"""
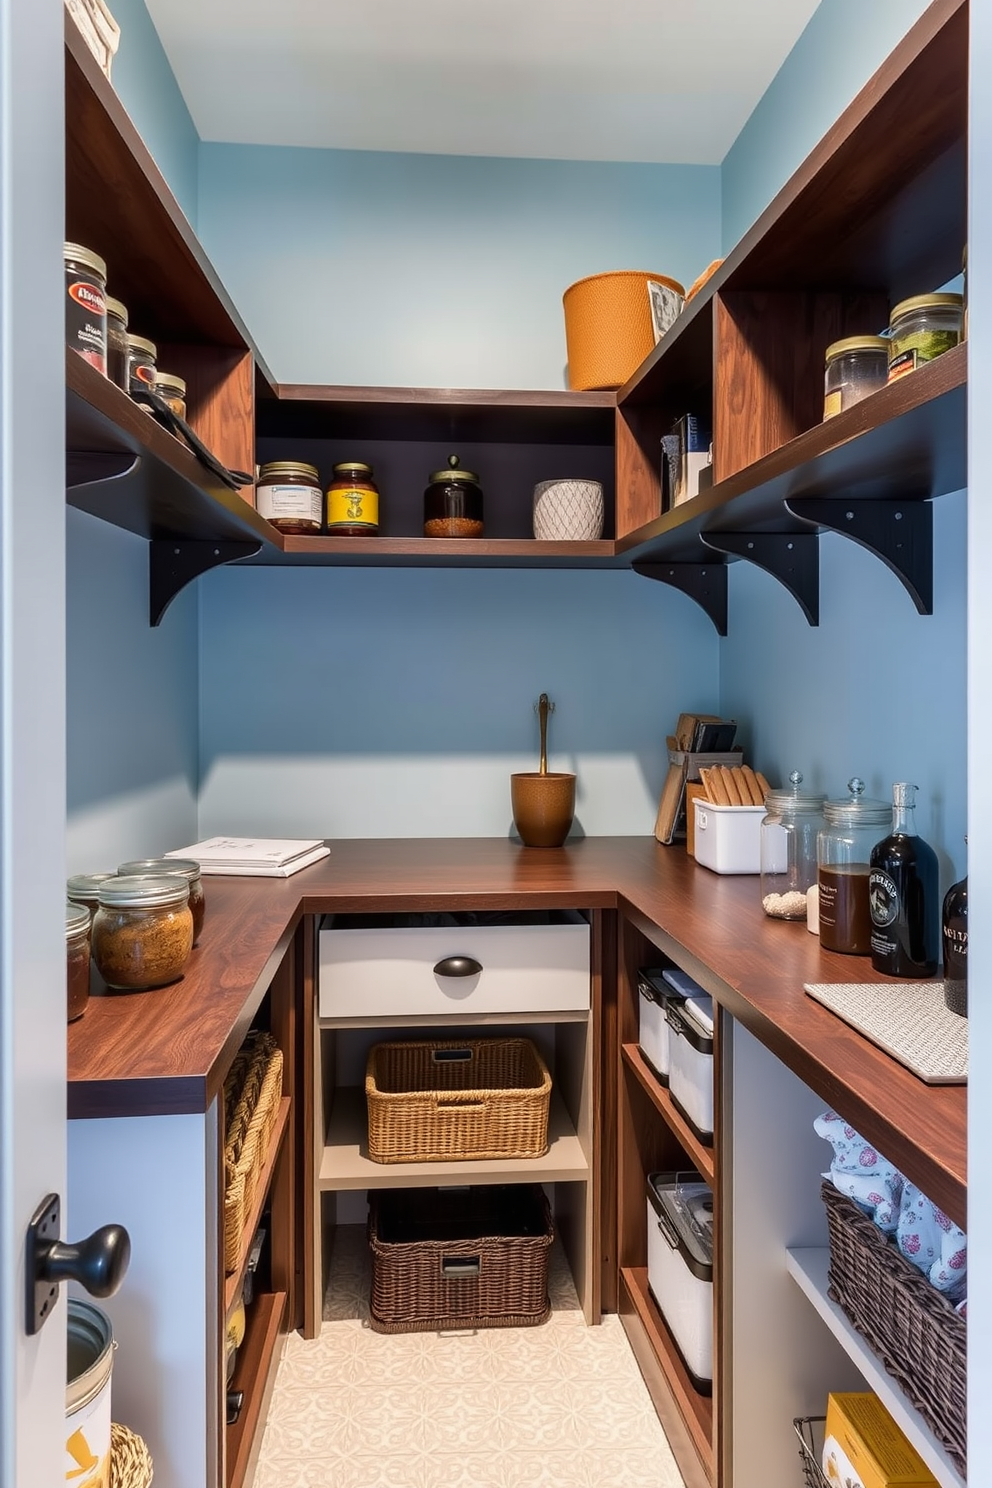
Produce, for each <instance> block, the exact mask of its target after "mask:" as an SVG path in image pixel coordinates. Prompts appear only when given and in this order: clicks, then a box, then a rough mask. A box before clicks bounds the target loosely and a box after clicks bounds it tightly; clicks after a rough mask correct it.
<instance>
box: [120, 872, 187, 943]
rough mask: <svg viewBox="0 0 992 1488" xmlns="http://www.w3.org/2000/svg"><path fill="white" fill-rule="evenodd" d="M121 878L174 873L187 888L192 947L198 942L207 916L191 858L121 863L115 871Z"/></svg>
mask: <svg viewBox="0 0 992 1488" xmlns="http://www.w3.org/2000/svg"><path fill="white" fill-rule="evenodd" d="M117 873H119V875H120V876H122V878H168V875H170V873H175V876H177V878H181V879H183V881H184V882H186V885H187V887H189V909H190V914H192V917H193V945H196V942H198V940H199V931H201V930H202V929H204V915H205V914H207V896H205V894H204V882H202V878H201V873H199V863H196V862H195V860H193V859H192V857H138V859H135V860H134V862H132V863H122V865H120V868H119V869H117Z"/></svg>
"""
**WHAT TO WORK ON**: Exactly reproduce the lines of the data above that run from the line containing "rough mask: <svg" through the final one.

**TASK RESULT**:
rough mask: <svg viewBox="0 0 992 1488" xmlns="http://www.w3.org/2000/svg"><path fill="white" fill-rule="evenodd" d="M121 878L174 873L187 888L192 947L198 942L207 916L191 858L121 863L115 871Z"/></svg>
mask: <svg viewBox="0 0 992 1488" xmlns="http://www.w3.org/2000/svg"><path fill="white" fill-rule="evenodd" d="M117 873H119V875H120V876H122V878H168V875H170V873H175V876H177V878H181V879H183V881H184V882H186V885H187V887H189V909H190V914H192V917H193V945H196V942H198V940H199V931H201V930H202V929H204V915H205V914H207V896H205V894H204V882H202V878H201V873H199V863H196V862H195V860H193V859H192V857H138V859H135V860H134V862H132V863H122V865H120V868H119V869H117Z"/></svg>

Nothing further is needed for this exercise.